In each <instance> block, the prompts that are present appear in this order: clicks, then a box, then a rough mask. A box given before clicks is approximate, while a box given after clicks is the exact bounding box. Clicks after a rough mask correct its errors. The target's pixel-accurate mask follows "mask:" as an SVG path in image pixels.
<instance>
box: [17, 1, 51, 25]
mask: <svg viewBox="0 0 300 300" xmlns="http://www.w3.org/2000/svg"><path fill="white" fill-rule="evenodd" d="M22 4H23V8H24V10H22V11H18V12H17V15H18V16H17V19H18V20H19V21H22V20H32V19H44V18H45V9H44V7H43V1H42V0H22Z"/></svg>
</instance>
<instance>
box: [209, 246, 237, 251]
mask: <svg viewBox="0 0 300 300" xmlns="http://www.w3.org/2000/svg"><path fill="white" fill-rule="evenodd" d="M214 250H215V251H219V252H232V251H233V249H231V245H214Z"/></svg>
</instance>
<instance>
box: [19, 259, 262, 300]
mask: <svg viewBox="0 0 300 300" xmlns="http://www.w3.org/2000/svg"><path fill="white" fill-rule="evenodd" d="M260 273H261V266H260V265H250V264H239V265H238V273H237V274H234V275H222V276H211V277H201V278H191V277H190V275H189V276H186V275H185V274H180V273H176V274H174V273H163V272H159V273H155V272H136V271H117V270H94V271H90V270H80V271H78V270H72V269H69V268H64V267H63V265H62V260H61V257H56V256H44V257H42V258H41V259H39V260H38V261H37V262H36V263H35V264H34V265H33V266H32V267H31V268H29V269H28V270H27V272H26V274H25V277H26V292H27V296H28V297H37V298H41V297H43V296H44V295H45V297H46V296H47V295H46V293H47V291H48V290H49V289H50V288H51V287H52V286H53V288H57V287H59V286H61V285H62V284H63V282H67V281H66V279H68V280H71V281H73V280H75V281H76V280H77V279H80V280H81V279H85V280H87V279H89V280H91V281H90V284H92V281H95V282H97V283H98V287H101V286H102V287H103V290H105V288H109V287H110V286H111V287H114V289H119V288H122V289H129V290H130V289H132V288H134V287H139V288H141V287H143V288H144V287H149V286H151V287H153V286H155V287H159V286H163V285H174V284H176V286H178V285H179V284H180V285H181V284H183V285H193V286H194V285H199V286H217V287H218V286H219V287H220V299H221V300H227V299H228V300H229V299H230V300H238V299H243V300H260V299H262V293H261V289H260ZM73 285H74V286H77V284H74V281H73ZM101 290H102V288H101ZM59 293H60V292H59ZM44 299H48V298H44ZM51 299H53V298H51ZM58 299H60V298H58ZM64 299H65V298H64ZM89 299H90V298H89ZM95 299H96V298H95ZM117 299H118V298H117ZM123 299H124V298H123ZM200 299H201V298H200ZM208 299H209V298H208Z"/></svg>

Instruction:
Copy all of the records above line for line, with nothing added, dropped, or changed.

Exercise result:
In each <instance> block, the prompts that are present appear in this order: clicks, then a box, then a rough mask. A box given before clicks is approximate, while a box given after clicks is the exact bounding box. Clicks after a rough mask correct its errors. The target's pixel-accurate mask follows "mask:" as an SVG path in image pixels.
<instance>
box: [17, 1, 51, 25]
mask: <svg viewBox="0 0 300 300" xmlns="http://www.w3.org/2000/svg"><path fill="white" fill-rule="evenodd" d="M22 4H23V8H24V10H22V11H18V12H17V15H18V16H17V19H18V20H19V21H22V20H32V19H44V18H45V9H44V7H43V1H42V0H22Z"/></svg>
</instance>
<instance>
box: [209, 246, 237, 251]
mask: <svg viewBox="0 0 300 300" xmlns="http://www.w3.org/2000/svg"><path fill="white" fill-rule="evenodd" d="M214 250H215V251H219V252H232V251H233V249H231V245H214Z"/></svg>
</instance>
<instance>
box: [19, 259, 262, 300]
mask: <svg viewBox="0 0 300 300" xmlns="http://www.w3.org/2000/svg"><path fill="white" fill-rule="evenodd" d="M260 273H261V266H260V265H250V264H239V265H238V273H237V274H234V275H222V276H211V277H201V278H191V277H190V275H189V276H186V275H185V274H180V273H176V274H174V273H163V272H159V273H155V272H136V271H117V270H94V271H90V270H80V271H78V270H72V269H69V268H64V267H63V265H62V260H61V257H56V256H44V257H42V258H41V259H39V260H38V261H37V262H36V263H35V264H34V265H33V266H32V267H31V268H29V269H28V270H27V272H26V274H25V277H26V292H27V296H28V297H37V298H41V297H43V296H44V295H45V297H46V296H47V295H46V293H47V291H48V290H49V289H50V288H51V287H52V286H53V288H57V287H59V286H61V285H62V284H63V282H67V281H66V279H68V280H71V281H73V280H75V281H76V280H77V279H80V280H81V279H85V280H87V279H89V280H91V281H90V284H92V281H95V282H97V283H98V287H101V286H102V287H103V290H105V288H109V287H110V286H111V287H114V289H119V288H122V289H129V290H130V289H132V288H134V287H139V288H141V287H143V288H144V287H149V286H151V287H153V286H155V287H159V286H163V285H174V284H176V286H178V285H179V284H180V285H181V284H183V285H193V286H194V285H199V286H217V287H218V286H219V287H220V299H221V300H227V299H228V300H229V299H230V300H238V299H243V300H260V299H262V293H261V289H260ZM73 285H74V286H77V284H74V281H73ZM101 290H102V288H101ZM59 293H60V292H59ZM44 299H48V298H44ZM51 299H53V298H51ZM58 299H60V298H58ZM64 299H65V298H64ZM89 299H90V298H89ZM95 299H96V298H95ZM117 299H118V298H117ZM123 299H124V298H123ZM200 299H201V298H200ZM208 299H209V298H208Z"/></svg>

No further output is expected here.